◆ **Document**:

Ben Valentine : Photographing the Forgotten Vietnamese Widows of Japanese WWII Soldiers (original) (raw)

[ndlr] Signalement d’un article intéressant sur une exposition photographique de Phan Quang à Ho Chi Minh-Ville.

When we talk about Japan and Vietnam in the 1940s, we discuss World War II, invasions, colonialism, and other monumental events that unfolded in this part of the world, but sent ripples across the globe. These grand historical narratives are crude tools used to summarize — but that never fully explain — what happened. In Vietnam, as in most countries, the way we remember such histories is embedded with propaganda. The stories we don’t tell, the names we forget, the people we don’t eulogize are greater in number by far than the ones we do. Vietnamese conceptual artist Phan Quang’s new series on view at Ho Chi Minh City’s Blanc Art Space, Re/Cover, is an evocative micro-history lost to most textbooks, but important nonetheless.

◆ **Problem**:
Check each statement against the article on Phan Quang's Re/Cover, answering yes or no and quoting the words that settle it. 1. The series is on view at Blanc Art Space in Ho Chi Minh City. 2. The stories we tell outnumber the ones we leave untold. 3. Grand historical narratives fully explain what happened.

◆ **Data section**:
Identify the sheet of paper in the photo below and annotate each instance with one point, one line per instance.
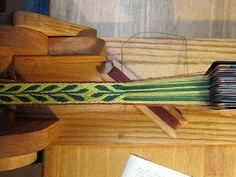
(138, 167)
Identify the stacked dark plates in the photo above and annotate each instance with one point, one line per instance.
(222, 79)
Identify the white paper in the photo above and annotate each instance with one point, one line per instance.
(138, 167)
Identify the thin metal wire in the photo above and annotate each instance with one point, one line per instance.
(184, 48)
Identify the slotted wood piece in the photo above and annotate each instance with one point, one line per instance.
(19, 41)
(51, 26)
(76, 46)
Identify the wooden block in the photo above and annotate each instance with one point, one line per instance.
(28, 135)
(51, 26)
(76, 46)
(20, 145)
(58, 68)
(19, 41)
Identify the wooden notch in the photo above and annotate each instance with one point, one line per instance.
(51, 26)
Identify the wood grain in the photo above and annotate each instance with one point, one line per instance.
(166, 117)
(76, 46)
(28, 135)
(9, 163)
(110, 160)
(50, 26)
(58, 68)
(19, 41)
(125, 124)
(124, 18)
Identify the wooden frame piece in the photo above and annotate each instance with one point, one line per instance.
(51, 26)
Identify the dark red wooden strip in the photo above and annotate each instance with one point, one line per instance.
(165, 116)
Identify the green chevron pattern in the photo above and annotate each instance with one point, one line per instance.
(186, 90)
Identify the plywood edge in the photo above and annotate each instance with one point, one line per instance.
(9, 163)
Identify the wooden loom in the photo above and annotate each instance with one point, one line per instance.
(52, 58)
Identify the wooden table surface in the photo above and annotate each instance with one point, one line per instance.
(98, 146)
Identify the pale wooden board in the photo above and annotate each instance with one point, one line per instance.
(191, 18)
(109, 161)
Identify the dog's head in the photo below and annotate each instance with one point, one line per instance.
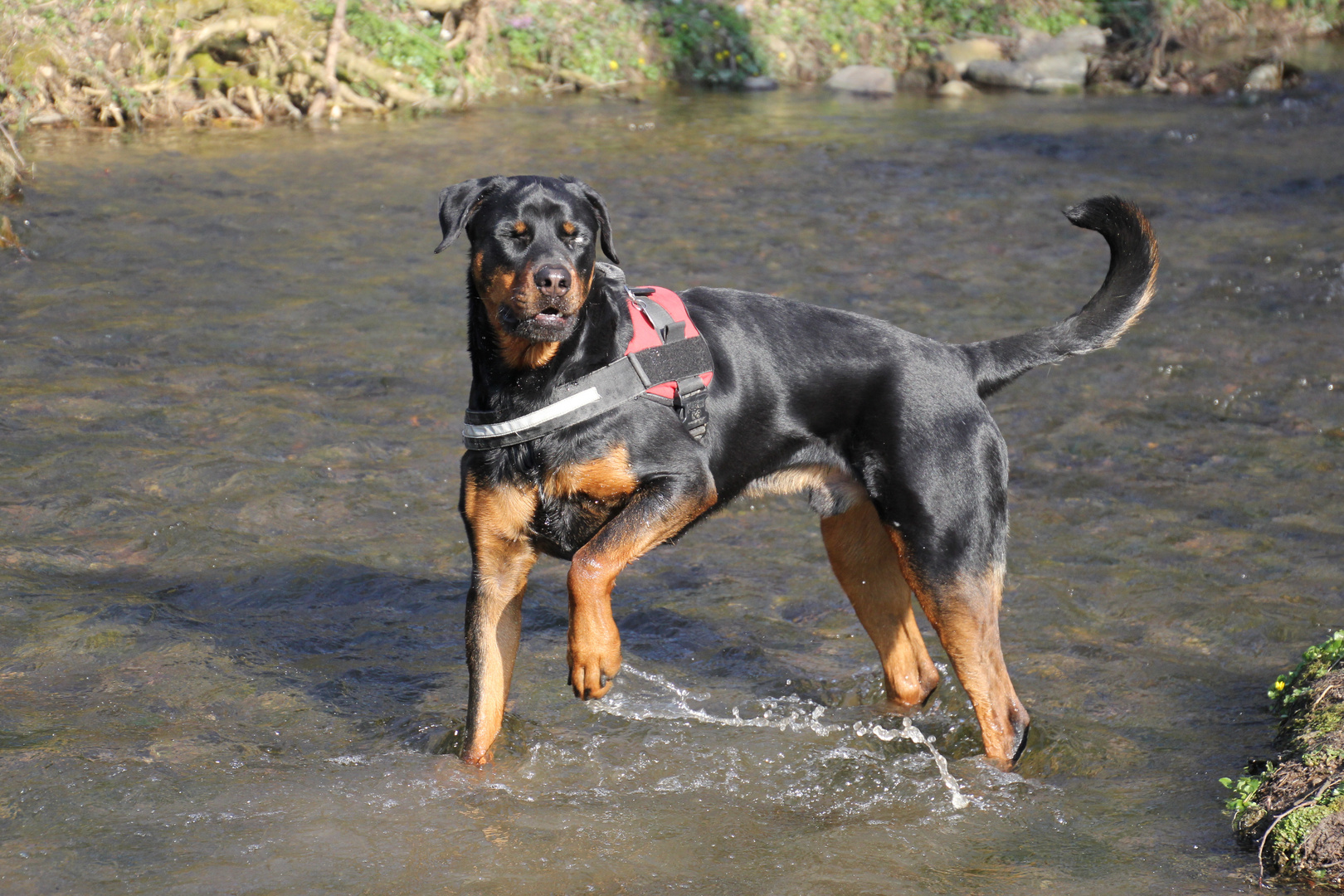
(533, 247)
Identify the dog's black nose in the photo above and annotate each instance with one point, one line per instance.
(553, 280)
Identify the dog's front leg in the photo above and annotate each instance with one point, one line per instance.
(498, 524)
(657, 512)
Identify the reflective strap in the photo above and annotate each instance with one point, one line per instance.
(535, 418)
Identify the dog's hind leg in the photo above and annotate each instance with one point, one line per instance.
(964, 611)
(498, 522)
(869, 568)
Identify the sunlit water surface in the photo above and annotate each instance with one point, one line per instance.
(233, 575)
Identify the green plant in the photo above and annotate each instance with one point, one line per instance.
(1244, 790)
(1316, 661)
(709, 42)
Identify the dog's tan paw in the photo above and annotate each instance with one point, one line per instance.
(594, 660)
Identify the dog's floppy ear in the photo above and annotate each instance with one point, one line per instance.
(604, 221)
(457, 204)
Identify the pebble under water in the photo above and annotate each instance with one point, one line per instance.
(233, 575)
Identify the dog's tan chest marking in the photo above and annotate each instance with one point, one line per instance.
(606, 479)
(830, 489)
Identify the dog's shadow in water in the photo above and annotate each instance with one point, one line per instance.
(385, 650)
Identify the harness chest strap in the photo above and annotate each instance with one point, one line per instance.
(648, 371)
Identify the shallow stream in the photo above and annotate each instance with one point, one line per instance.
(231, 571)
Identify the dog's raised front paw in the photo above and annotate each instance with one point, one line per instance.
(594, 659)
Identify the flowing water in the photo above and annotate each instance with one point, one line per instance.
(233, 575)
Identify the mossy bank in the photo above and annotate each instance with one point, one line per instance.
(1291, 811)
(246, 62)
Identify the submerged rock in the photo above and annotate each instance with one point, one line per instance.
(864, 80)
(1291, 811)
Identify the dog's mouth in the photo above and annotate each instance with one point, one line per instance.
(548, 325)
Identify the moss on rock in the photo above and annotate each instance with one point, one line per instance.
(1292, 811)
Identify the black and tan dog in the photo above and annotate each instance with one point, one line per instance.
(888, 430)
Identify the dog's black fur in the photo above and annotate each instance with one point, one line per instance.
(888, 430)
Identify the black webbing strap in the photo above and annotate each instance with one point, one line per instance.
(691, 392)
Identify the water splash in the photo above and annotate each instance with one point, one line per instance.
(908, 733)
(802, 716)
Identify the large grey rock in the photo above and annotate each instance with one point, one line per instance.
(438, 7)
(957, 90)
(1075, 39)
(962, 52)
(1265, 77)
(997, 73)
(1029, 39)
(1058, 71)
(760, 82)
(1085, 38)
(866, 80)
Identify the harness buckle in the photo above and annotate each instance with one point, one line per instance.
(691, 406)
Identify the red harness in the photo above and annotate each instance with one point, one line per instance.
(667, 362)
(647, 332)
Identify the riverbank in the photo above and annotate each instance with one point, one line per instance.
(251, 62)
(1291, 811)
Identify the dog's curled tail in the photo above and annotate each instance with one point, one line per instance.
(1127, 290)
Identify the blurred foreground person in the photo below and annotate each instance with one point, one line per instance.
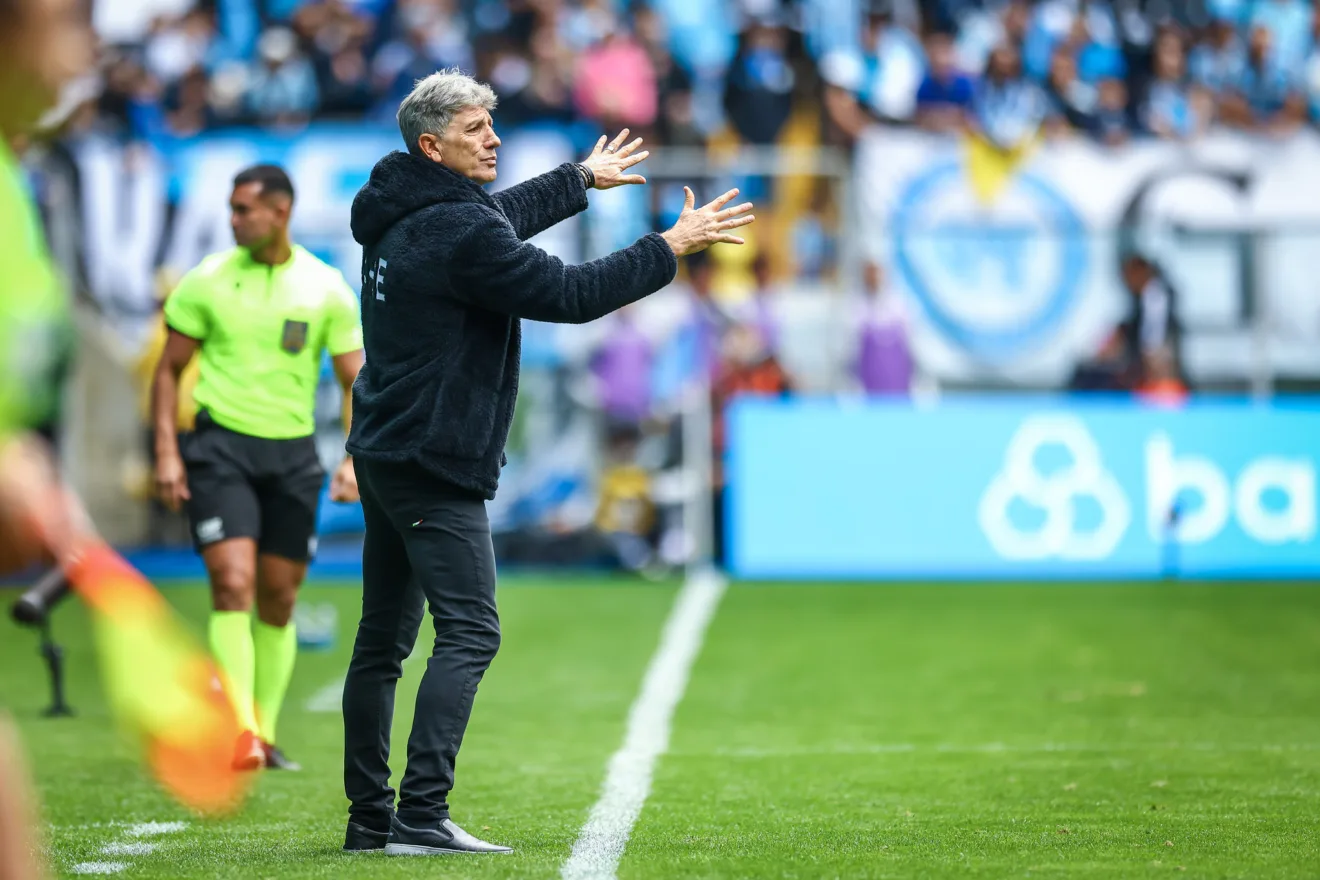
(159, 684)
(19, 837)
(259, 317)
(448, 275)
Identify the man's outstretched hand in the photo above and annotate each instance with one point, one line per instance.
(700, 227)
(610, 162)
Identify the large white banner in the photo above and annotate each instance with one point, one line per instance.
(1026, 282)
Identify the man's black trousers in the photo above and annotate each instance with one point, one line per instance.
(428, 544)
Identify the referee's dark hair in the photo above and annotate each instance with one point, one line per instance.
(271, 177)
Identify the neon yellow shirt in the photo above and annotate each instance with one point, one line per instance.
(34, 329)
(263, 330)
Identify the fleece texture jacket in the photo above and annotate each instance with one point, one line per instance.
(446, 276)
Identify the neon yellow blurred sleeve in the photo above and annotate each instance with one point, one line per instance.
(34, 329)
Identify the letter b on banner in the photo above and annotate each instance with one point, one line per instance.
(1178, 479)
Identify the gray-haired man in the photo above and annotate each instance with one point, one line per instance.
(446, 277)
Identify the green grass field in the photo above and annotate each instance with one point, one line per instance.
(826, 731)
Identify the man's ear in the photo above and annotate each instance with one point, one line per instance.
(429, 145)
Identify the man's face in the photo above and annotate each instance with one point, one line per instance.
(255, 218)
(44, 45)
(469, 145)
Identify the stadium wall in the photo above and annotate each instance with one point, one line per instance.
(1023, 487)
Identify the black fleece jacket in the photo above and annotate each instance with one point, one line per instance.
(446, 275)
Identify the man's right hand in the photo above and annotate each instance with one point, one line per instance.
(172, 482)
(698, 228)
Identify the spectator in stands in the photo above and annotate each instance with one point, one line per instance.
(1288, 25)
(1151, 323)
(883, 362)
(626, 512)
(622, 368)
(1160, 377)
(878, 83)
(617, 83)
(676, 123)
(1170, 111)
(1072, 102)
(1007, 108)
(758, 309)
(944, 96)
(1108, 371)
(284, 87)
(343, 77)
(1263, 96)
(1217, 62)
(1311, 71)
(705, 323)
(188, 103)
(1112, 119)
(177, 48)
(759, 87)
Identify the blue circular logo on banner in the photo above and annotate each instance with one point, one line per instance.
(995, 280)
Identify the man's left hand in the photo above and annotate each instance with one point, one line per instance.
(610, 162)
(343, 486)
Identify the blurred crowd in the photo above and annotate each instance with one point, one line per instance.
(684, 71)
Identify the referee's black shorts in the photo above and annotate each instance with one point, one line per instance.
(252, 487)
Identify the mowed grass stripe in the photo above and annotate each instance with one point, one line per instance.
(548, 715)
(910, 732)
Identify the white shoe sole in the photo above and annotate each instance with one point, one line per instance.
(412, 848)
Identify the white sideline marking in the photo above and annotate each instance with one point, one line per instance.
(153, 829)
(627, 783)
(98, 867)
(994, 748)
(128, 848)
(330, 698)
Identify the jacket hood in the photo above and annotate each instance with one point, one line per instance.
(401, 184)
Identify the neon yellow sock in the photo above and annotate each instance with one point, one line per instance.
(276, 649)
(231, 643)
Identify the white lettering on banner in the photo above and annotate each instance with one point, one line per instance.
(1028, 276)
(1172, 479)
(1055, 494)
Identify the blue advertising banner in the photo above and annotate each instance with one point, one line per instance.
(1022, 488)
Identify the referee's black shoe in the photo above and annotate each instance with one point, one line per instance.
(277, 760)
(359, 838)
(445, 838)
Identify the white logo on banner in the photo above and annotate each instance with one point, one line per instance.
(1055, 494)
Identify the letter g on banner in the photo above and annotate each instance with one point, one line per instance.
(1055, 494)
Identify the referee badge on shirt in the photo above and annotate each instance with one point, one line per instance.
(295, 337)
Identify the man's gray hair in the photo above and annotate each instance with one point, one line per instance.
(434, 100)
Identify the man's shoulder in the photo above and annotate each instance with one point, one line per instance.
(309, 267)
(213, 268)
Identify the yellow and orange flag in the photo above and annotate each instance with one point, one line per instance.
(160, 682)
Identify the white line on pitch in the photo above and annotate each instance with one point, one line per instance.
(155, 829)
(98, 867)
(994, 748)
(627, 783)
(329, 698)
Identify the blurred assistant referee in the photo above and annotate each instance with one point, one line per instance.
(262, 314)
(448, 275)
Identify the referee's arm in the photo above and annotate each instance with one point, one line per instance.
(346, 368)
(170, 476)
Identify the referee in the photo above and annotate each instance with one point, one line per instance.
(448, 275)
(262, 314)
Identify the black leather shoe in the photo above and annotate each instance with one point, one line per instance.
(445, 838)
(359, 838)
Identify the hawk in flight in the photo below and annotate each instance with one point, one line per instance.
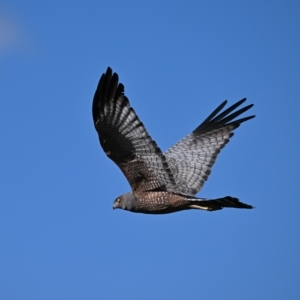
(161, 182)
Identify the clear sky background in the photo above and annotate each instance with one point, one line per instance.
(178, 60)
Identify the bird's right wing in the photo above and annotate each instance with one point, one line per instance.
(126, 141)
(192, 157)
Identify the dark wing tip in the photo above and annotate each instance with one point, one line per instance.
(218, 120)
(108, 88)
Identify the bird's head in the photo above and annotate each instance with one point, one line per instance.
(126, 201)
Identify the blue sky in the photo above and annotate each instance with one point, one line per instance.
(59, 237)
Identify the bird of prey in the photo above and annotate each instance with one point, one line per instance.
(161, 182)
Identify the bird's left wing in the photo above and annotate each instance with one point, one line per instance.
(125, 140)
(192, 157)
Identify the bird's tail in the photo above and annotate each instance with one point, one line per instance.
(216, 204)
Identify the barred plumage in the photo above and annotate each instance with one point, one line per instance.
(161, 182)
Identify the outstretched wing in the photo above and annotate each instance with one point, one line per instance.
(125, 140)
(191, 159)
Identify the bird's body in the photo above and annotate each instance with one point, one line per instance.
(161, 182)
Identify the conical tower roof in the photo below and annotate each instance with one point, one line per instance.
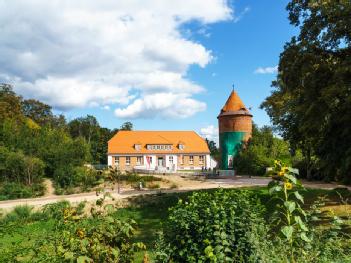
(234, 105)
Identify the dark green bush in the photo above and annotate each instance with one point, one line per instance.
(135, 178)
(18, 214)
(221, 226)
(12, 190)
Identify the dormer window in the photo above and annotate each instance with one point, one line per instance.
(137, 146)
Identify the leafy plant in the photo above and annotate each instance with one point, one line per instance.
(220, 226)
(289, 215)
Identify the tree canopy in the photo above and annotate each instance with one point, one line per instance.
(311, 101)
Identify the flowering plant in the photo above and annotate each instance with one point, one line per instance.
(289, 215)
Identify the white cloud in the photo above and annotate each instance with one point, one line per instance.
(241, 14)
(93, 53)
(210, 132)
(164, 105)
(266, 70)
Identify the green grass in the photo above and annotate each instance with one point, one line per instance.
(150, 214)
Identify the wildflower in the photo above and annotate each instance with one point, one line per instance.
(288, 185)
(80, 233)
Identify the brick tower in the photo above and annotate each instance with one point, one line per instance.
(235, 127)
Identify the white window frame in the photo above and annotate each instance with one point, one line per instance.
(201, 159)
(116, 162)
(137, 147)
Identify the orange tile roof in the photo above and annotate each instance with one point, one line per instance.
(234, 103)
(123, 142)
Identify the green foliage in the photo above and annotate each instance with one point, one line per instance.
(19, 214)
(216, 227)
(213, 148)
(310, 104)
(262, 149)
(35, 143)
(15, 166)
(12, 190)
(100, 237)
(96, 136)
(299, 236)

◆ **Answer to the exercise**:
1. Yes: "Phan Quang’s new series on view at Ho Chi Minh City’s Blanc Art Space"
2. No: "The stories we don’t tell, the names we forget, the people we don’t eulogize are greater in number by far than the ones we do."
3. No: "crude tools used to summarize — but that never fully explain — what happened"